(Location annotation dataset excerpts)
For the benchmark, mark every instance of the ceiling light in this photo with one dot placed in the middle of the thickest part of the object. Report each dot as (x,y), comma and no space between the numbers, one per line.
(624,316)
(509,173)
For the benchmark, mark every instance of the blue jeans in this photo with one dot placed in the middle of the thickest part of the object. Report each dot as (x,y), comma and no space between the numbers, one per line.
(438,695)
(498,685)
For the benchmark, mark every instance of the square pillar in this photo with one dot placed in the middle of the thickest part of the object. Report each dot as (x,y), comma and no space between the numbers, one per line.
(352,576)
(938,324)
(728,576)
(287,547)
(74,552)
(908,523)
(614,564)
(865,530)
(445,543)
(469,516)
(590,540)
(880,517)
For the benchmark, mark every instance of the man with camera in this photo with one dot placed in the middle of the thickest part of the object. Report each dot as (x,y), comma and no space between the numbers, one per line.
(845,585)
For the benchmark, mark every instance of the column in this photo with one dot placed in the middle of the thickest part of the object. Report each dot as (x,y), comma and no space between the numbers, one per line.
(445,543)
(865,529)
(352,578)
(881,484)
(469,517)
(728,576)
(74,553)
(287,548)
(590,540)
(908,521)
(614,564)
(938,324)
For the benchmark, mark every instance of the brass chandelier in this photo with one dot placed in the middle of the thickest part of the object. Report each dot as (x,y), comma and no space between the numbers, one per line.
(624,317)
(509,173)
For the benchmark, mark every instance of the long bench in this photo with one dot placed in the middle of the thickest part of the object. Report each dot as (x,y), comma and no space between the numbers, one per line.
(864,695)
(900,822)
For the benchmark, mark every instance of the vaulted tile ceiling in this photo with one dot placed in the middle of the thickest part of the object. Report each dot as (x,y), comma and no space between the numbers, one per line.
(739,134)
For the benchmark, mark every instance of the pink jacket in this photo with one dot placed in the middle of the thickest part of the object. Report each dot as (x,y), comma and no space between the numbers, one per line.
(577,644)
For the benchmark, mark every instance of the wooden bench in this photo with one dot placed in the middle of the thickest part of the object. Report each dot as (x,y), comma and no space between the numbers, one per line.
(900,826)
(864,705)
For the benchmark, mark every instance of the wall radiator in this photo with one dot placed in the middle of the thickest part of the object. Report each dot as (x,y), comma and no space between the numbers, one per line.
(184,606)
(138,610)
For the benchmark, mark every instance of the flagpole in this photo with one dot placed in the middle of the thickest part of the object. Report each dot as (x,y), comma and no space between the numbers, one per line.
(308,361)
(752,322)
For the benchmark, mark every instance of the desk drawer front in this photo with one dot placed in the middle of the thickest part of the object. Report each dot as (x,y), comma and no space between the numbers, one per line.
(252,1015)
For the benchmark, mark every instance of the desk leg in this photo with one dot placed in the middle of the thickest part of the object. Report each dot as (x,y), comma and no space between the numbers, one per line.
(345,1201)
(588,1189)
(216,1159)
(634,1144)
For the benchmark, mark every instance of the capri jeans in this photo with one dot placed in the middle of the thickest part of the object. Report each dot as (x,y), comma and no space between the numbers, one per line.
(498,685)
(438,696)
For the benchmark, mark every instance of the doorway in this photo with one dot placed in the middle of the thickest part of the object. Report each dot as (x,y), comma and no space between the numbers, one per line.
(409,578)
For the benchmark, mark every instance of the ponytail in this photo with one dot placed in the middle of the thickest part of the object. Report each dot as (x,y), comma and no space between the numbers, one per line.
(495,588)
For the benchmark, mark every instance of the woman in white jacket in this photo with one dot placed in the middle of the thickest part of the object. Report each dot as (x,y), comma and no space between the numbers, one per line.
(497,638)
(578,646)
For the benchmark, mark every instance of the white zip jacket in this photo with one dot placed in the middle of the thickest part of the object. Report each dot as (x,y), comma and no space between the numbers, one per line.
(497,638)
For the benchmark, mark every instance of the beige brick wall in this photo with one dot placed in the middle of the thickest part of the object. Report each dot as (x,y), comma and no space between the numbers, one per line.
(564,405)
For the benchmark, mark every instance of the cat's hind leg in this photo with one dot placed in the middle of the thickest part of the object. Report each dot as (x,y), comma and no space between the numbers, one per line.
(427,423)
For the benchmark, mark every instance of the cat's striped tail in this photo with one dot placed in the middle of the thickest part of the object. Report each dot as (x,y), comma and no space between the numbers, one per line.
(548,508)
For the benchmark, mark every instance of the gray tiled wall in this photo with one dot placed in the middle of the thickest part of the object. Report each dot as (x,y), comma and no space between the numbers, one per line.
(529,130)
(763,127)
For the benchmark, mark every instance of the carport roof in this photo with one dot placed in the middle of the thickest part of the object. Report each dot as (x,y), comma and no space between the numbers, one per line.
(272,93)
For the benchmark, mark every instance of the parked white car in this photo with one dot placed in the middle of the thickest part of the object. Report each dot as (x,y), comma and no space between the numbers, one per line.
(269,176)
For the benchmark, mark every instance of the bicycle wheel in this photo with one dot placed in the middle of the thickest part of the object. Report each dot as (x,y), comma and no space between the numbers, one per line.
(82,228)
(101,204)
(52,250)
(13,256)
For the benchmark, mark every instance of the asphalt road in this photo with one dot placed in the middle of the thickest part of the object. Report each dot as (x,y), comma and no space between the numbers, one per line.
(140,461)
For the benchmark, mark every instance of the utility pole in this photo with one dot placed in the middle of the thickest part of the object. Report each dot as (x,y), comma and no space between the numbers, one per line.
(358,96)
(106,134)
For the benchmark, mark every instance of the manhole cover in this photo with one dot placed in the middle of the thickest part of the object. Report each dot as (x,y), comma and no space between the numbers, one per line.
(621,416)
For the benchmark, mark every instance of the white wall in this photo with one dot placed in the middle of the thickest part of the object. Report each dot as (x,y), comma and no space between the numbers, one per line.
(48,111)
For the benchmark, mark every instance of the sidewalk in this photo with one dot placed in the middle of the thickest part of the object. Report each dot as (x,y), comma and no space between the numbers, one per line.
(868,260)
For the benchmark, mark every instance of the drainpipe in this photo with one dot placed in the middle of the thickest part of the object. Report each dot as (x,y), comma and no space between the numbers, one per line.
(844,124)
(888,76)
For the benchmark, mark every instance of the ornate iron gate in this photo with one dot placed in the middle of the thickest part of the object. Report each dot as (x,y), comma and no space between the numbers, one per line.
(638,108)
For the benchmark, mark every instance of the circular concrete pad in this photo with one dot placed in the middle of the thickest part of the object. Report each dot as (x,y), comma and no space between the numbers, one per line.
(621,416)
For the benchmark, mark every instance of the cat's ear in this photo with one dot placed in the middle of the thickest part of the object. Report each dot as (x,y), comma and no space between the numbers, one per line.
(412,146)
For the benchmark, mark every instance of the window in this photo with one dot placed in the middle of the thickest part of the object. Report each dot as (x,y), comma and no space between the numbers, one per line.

What is required: Every line above should be retyped exactly as given.

Full answer:
For the benchmark, mark every instance of the ceiling light in this photo with one dot placed in the middle of the thickest part of the object. Report each dot as (x,y), comma and no space between the numbers, one per line.
(624,316)
(509,173)
For the benchmark, mark every instance of the blue jeans in this photo with one dot placed in the middle of the thickest part of the object. Report each dot as (x,y), comma and no space between the numbers, one per line.
(438,695)
(498,685)
For the benchmark, mark every instance of the square pillar in this photo with one dot placed in the middle of the thickest part of the object. Report each dot as (x,y), comma and no space between the numbers, one per line.
(352,576)
(938,324)
(728,576)
(287,547)
(74,552)
(908,523)
(614,564)
(865,530)
(445,543)
(469,516)
(590,540)
(880,517)
For the benchmark, mark every instance of the man with camera in this photo with one dot placed in the middle of the thickest part of the object. Report each dot as (x,y), comma and no space between the numbers, one per line.
(845,585)
For the benchmark, mark every instance of the column in this photo with one dot placed in the middle of the thickest part of the object. Report each dot as (x,y), comma and no space between the numbers, one per line.
(445,543)
(865,529)
(352,578)
(881,484)
(469,517)
(728,576)
(74,553)
(287,548)
(590,540)
(908,521)
(614,564)
(938,324)
For the benchmark, mark every instance of the brass chandelier in this photo with one dot placed in the middle of the thickest part of the object. Report each dot as (x,y), comma and no space between the numbers, one per line.
(624,317)
(509,173)
For the benchmark, mark every instance of the long bench in this photo with one dot placed in the middle of the thickest part of the object. Report each dot as (x,y), comma and no space between the numbers, one per line.
(864,695)
(900,822)
For the benchmark, mark every instance of the vaulted tile ceiling in this photo with one dot placed in the middle of the thickest part of the object. Report each dot as (x,y), comma and no space between the numbers, one per line.
(739,134)
For the benchmark, mark every instance of the pink jacket in this photo with one dot placed in the middle of the thickest part of the object. Report each dot as (x,y), comma and no space between the numbers, one per line.
(577,644)
For the benchmark, mark every instance of the wooden bench in this photo with one dot placed in the middle of the thickest part of the object. Report each dot as (x,y), comma and no space between the numbers, one per line.
(900,826)
(864,705)
For the benchmark, mark every instance of the wall radiator in this photo with one dot placed in the middle of the thickest part of the object. Report each dot as (x,y), comma and no space between the numbers, one per line.
(184,606)
(138,610)
For the benchmark, mark every instance of the flagpole in this photo with one dot placed in the middle of the thickest part of the object. Report each dot as (x,y), comma and no space between the numbers, one per line.
(308,361)
(752,322)
For the benchmark, mark every instance of the desk drawer front in this photo with one dot placed in the middle of the thickest part of the object. Report each dot as (x,y), comma and no space between the numbers, one per line.
(252,1015)
For the benchmark, mark every instance of the desk leg in this photo with one dot placed in the middle of the thickest part of the object. Report each dot as (x,y), comma and no space between the numbers, one per line.
(345,1201)
(588,1189)
(216,1159)
(634,1144)
For the benchmark, mark every instance of the capri jeans in this photo with one dot placed in the middle of the thickest part of the object. Report each dot as (x,y), comma and no space between the numbers, one per line.
(498,685)
(438,696)
For the benchmark, mark every instance of the doorway in this photo with one dot placed in the middle of the thickest part of the object. Report each dot as (x,y), comma and no space between the numbers, one per line.
(409,578)
For the benchmark, mark every instance of the ponytail in this photo with one dot placed in the middle of the thickest part of the object. Report each dot as (x,y), comma and no space between the numbers, one per line.
(495,588)
For the benchmark, mark every instance of the woman in white jacket in this photo with one dot placed in the middle of the thickest part of the object. Report each dot as (x,y), comma and no space between the numbers, one per line.
(497,638)
(578,646)
For the benchmark, mark every instance of the white zip jacket in this photo with one dot placed in the middle of the thickest part of the object. Report each dot as (x,y), comma and no space between the numbers, one per line.
(497,638)
For the benchmark, mark every instance of the beige brick wall in this photo with one dot placed in the middle of the thickest part of the object. Report each dot as (x,y), comma and no space between the numbers, one per line.
(564,405)
For the benchmark, mark every instance of the cat's hind leg in this photo with one dot placed in the middle of the thickest part of the object. Report each dot as (x,y), comma and no space between the numbers, one per line.
(427,423)
For the benchmark, mark every instance of the cat's striped tail in this photo with one dot placed in the middle of the thickest part of the object. Report each dot as (x,y), comma and no space between the numbers, one per line.
(548,508)
For the benchmark, mark every instance of the gray tiled wall in this photo with one dot placed in the middle of the thickest part of the object. Report each dot as (x,y), comma and no space between the numbers, one per line.
(529,130)
(763,127)
For the benchmark, mark every instance of the carport roof in this photo with one dot placed in the middle of the thickest part of the object. Report each dot as (x,y), comma and no space between the numbers, one per line.
(272,93)
For the benchmark, mark every instance of the parked white car in this photo with one dot placed in the middle of the thickest part of the object. Report each dot as (x,y), comma and no space between the numbers, one per line.
(269,176)
For the benchmark, mark every instance of the bicycle wheel in this photo with one dot placed in the middle of the thickest part of the object. Report each dot as (x,y), comma and no space between the numbers, one per line.
(82,228)
(101,204)
(52,250)
(13,256)
For the benchmark, mark every instance of the asphalt road in this photo with one dot placed in the middle of the thickest part of the object. Report each dot as (x,y), comma and no space between the numbers, one per line.
(140,461)
For the benchmark, mark every instance of the utility pole in this photo with one dot placed in the middle of the thickest part of the object. Report each dot as (x,y), comma and no space between the numbers, one per line.
(358,96)
(106,134)
For the benchmark, mark every instance of the manhole cover in this photo with one dot placed in the middle of the thickest part of the object. Report each dot as (x,y), comma and no space between the numbers, one per line.
(621,416)
For the benchmark, mark every instance of the white wall in this photo with one dot placed in the middle of the thickest part of the object. Report each dot as (x,y), comma and no space between the numbers, one per line.
(48,111)
For the benchmark, mark every instance of the sidewalk in this photo with one dot placed in the middle of the thickest part of the object. Report each dot as (x,y), comma and no space between the numbers, one per line.
(868,260)
For the benchmark, mark every instance of the drainpipe in this photo with one dot placed in the middle of the thickest part of the object. Report each dot as (x,y), comma and no space between the numbers, one per line.
(844,124)
(888,76)
For the benchmark, mark every instance of the ornate iron gate in this photo with one dot placed in the middle of the thickest part of the object. Report each dot as (x,y), comma and no space between the numbers, one per line.
(638,108)
For the benchmark, mark every instance of the circular concrete pad in this photo with one dot placed in the middle of the thickest part of the object. Report each dot as (x,y), comma and no space between the numbers, one per line.
(621,416)
For the benchmark, mark every instance of the cat's ear in this photo with one dot placed in the middle of the thickest part of the object. Report each dot as (x,y), comma and no space between the numbers, one per line.
(412,146)
For the benchmark, mark every instance of the window in this photo with one dot placed in the middle of the thickest part of the object. Report each dot as (x,y), comma and no space between the numbers, one per line.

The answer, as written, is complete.